--- The records ---

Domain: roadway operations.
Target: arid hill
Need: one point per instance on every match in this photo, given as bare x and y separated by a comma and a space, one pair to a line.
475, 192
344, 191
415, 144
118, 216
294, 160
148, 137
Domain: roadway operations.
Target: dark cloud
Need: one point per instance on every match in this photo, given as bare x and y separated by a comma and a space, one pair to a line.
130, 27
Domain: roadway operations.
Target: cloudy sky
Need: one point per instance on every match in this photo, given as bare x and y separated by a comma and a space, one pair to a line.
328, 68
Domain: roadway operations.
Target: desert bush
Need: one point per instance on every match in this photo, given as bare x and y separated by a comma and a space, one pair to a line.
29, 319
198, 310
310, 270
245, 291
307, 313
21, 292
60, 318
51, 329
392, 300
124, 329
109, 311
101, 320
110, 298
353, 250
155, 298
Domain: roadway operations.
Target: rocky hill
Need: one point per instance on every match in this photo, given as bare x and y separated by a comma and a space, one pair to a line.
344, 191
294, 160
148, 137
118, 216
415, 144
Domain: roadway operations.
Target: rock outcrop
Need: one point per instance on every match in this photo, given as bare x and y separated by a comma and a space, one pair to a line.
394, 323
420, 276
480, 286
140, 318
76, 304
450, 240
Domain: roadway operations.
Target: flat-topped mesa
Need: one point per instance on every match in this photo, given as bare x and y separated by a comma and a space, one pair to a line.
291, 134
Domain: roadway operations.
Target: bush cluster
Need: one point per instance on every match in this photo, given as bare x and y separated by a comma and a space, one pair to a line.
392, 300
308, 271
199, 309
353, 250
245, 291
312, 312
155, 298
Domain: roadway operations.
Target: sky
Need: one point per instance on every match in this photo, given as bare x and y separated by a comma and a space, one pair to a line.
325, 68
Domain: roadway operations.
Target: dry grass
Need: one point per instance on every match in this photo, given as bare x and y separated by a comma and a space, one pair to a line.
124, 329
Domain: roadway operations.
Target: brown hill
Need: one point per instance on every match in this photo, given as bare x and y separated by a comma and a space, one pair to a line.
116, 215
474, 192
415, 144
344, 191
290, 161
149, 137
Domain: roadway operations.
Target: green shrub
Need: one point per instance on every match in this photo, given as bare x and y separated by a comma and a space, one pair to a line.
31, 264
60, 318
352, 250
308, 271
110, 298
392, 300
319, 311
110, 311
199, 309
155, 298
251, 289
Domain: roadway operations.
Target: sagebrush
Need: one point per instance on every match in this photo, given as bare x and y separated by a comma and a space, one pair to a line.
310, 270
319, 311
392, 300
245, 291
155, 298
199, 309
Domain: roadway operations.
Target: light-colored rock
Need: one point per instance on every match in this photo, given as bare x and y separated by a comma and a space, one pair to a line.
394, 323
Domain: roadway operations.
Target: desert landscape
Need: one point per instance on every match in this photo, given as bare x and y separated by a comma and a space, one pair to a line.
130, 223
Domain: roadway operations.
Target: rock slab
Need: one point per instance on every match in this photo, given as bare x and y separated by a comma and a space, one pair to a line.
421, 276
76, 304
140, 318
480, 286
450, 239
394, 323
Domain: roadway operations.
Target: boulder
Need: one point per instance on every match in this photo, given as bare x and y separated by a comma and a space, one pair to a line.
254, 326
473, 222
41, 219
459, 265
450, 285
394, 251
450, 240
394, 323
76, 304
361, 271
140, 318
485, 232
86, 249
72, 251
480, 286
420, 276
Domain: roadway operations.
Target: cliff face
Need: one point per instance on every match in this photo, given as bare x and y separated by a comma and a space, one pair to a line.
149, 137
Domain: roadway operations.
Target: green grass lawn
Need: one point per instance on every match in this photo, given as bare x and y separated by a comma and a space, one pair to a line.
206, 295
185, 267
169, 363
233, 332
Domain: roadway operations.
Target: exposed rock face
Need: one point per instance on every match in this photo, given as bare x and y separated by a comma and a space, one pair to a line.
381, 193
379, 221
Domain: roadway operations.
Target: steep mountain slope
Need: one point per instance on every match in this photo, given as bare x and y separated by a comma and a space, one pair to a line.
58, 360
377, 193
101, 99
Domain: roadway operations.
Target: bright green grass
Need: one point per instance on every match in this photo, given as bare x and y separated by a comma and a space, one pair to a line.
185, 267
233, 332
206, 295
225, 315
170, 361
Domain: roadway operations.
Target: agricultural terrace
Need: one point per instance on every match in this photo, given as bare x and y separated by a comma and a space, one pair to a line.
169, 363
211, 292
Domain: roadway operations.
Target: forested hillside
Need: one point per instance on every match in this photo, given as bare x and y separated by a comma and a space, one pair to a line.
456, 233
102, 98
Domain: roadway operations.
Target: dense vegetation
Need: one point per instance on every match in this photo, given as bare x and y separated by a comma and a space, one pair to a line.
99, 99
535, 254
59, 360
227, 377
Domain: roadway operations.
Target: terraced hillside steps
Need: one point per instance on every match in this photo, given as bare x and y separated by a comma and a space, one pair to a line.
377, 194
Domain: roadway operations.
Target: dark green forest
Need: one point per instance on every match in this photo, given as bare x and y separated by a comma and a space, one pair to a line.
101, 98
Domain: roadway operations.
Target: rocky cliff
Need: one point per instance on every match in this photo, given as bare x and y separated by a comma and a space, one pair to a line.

---
--- The records ---

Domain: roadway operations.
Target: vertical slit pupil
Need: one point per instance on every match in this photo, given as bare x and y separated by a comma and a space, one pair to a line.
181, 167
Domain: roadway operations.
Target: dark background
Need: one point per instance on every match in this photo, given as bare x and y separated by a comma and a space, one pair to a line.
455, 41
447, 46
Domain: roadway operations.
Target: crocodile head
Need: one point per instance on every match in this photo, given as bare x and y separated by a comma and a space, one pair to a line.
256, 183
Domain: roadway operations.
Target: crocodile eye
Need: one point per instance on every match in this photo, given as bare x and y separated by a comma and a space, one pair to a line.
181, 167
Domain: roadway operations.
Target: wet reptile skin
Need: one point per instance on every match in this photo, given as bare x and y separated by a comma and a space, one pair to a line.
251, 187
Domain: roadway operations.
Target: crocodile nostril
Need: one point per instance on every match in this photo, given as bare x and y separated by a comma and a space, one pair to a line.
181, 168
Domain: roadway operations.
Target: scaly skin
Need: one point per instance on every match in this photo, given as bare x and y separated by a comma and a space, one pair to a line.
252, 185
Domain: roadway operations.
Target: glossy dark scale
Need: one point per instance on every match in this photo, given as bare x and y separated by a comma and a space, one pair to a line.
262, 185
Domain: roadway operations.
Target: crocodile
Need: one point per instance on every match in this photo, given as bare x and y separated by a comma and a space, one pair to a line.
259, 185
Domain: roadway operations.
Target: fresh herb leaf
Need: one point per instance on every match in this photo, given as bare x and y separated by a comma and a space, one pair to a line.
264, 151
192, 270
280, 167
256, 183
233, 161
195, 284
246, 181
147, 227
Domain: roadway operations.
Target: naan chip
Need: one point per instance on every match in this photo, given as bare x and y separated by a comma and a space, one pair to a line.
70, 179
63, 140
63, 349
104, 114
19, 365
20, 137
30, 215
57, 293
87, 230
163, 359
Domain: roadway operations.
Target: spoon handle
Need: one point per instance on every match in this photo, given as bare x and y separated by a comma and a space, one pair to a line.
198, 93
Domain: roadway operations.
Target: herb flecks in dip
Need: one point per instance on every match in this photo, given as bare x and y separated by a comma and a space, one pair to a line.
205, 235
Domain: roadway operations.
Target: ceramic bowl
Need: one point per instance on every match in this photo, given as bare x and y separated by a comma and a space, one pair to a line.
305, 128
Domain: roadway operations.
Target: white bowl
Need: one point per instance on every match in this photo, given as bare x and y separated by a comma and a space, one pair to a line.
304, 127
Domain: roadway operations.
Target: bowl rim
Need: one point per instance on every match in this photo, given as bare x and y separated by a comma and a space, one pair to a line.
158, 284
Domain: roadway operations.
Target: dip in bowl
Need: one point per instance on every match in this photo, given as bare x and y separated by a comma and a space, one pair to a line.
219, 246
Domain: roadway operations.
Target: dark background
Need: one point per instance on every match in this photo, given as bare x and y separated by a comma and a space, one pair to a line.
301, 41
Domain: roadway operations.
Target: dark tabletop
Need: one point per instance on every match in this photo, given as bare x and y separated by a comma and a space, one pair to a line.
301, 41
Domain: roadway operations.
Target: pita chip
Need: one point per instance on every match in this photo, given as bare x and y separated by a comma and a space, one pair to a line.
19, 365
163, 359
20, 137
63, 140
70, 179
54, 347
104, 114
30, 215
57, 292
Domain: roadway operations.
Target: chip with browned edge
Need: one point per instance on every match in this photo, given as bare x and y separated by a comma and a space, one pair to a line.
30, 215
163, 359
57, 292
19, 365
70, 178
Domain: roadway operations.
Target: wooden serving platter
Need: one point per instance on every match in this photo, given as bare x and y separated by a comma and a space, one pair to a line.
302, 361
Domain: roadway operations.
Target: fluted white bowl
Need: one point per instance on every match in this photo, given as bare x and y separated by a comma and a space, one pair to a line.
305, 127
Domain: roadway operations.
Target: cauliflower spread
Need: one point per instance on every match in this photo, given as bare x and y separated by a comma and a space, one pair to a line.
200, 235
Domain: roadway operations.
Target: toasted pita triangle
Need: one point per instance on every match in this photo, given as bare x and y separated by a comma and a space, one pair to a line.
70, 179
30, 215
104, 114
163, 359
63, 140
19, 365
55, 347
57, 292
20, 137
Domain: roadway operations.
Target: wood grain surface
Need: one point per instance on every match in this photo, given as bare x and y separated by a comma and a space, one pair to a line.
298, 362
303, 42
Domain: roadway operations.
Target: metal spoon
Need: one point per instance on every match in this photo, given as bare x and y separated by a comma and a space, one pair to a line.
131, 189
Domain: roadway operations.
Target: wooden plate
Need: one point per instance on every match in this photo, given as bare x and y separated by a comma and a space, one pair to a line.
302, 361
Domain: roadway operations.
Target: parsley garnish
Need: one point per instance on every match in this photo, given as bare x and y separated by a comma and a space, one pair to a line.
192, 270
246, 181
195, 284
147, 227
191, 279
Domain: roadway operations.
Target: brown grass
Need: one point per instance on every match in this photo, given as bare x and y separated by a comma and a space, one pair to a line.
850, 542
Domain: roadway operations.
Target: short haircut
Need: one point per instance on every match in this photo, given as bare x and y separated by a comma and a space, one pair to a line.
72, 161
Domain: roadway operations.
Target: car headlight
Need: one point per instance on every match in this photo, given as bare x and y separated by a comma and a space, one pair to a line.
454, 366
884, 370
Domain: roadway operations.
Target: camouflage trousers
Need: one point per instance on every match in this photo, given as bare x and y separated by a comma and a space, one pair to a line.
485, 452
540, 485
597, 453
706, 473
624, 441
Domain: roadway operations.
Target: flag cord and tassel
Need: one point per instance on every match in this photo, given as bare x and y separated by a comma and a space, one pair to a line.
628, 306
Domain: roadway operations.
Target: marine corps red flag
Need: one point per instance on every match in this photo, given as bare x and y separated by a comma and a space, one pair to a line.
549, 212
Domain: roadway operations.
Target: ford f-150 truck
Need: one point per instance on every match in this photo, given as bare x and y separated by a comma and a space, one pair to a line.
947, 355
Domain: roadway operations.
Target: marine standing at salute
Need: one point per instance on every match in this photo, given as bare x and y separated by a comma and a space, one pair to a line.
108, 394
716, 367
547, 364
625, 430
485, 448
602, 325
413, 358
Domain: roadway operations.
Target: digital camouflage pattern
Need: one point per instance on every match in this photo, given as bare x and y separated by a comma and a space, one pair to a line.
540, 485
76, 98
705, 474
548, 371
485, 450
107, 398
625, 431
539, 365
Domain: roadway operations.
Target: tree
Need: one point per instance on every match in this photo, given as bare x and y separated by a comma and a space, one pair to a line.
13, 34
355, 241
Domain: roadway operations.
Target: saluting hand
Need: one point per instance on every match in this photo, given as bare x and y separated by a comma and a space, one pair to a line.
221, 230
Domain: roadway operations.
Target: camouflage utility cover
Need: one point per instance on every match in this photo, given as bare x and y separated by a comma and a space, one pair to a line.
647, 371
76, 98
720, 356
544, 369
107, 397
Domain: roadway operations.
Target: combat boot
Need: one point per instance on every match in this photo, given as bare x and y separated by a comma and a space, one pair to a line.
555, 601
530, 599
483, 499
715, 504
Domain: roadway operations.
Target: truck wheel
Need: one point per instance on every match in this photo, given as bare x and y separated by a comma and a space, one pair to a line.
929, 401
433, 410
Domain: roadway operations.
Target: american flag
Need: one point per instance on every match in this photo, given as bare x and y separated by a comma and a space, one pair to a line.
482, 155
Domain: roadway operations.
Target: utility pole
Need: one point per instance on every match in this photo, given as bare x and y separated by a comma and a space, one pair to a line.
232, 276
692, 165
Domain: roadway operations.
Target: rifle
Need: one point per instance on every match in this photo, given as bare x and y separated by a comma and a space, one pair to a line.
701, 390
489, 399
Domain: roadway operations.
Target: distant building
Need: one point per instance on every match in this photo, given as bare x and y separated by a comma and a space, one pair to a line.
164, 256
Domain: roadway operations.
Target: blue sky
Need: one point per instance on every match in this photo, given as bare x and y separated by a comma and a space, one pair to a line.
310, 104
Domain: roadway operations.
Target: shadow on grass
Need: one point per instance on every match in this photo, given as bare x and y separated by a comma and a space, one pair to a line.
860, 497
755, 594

---
--- The records ---

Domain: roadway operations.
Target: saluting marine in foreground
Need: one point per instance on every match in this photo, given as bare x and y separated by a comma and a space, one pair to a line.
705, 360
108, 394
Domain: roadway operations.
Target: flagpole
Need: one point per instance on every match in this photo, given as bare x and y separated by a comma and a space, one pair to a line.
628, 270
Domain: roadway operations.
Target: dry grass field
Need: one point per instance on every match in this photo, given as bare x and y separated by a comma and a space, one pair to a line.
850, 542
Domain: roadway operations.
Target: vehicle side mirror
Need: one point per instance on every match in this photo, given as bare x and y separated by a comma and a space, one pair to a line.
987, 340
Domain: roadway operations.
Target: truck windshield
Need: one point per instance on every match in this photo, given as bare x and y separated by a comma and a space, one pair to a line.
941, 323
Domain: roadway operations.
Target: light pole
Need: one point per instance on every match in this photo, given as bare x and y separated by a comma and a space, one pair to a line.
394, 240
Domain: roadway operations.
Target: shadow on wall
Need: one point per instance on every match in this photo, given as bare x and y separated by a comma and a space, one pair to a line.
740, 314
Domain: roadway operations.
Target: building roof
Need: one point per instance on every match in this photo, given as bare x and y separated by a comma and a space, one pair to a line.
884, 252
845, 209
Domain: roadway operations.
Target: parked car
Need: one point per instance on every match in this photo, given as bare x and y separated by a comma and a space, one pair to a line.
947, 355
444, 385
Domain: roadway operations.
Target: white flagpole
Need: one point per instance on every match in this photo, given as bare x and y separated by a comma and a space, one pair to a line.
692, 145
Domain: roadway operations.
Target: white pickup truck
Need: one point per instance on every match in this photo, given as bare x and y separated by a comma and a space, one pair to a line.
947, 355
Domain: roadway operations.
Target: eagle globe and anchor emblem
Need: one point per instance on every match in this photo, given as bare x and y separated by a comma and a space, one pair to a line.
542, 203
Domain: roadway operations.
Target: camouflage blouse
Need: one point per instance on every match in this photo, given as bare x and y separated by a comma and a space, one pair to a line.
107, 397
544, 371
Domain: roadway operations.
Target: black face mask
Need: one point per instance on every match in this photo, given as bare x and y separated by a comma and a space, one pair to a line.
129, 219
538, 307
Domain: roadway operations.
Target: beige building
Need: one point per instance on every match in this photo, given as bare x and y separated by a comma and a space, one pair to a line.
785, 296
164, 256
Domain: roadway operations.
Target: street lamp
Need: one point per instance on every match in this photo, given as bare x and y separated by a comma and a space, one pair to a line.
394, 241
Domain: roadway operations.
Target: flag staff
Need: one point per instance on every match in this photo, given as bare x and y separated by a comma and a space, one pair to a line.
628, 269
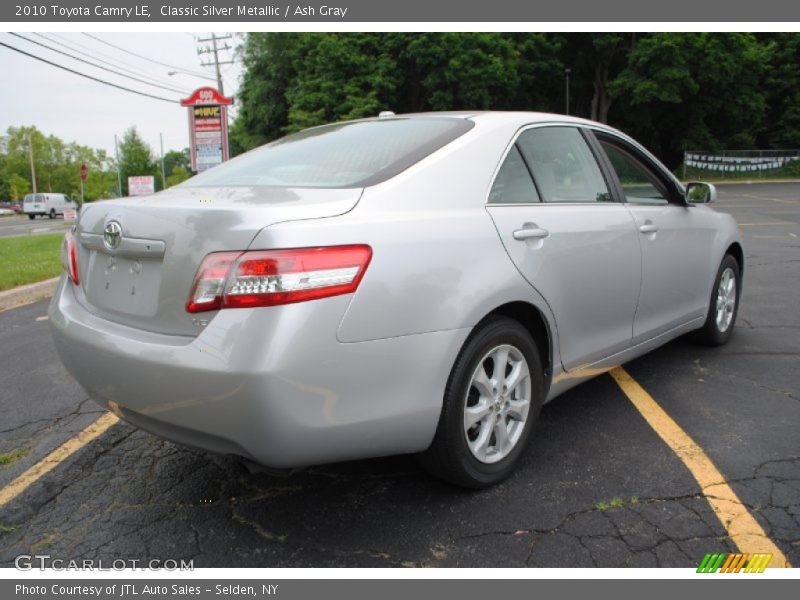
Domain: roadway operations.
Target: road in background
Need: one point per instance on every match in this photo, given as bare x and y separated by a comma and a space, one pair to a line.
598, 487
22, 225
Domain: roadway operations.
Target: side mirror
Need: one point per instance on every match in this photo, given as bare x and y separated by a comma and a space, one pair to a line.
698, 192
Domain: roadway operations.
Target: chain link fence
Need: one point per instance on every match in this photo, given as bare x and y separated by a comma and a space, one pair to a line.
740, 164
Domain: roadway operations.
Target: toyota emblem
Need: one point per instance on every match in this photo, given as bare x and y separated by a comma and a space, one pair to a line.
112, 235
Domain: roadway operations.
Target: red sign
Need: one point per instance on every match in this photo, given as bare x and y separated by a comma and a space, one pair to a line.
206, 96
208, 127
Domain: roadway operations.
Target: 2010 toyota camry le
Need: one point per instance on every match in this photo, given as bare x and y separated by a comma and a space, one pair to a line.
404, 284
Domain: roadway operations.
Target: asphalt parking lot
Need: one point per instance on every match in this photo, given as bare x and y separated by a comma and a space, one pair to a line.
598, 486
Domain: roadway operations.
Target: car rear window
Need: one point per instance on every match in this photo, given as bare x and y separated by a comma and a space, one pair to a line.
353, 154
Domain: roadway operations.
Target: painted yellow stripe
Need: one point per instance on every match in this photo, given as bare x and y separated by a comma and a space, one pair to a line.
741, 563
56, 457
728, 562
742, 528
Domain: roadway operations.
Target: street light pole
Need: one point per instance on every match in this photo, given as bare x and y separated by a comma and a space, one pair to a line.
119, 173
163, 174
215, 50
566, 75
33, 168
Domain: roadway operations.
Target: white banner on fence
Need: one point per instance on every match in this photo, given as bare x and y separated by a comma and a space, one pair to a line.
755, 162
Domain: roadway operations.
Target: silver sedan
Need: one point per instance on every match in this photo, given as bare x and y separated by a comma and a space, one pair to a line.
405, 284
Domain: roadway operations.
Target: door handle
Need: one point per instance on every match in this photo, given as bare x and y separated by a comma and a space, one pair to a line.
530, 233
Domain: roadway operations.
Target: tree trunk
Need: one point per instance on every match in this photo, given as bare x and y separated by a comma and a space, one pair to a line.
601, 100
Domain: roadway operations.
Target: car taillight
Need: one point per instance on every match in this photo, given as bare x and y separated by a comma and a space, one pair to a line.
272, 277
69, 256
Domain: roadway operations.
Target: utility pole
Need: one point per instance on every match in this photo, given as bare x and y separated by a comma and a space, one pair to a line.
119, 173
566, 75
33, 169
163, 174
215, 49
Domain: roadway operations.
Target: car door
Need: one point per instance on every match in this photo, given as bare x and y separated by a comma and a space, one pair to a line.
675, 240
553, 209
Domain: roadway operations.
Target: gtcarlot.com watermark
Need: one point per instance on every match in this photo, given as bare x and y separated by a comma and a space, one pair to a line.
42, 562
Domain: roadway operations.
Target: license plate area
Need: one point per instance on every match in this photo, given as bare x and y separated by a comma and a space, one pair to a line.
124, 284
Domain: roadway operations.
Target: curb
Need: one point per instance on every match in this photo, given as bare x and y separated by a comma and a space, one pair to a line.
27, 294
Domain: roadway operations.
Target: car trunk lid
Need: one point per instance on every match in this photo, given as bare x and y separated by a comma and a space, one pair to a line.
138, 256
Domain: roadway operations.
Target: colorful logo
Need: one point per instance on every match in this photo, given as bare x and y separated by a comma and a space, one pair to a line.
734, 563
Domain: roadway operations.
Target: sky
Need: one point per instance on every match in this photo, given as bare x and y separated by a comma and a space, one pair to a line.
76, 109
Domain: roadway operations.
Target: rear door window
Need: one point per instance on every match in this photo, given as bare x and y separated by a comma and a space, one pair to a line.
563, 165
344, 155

---

Problem to work on: Starting with the line with "Target: 2010 toyota camry le" above and going on through the line with "Target: painted yellow stripe", transcribe every line exactly, both ends included, and add nothing.

Written response:
Target: 2010 toyota camry le
Need: one point per instance on every match in this photo, given as bare x and y separated by a comma and a space, one pair to a line.
404, 284
Domain: roadway operations.
Target: asphalt parking lot
Need: one point per instance on every match in this photo, given as bare x and y separated by a comma and a space, one pair to a line.
598, 486
Domain: roadway operations.
Target: car rear window
Need: one point per instance on every match in this photo, given as bare x and y separated by a comma and a space, one pair to a line.
353, 154
Domain: roadway operations.
Target: painted yellow stripe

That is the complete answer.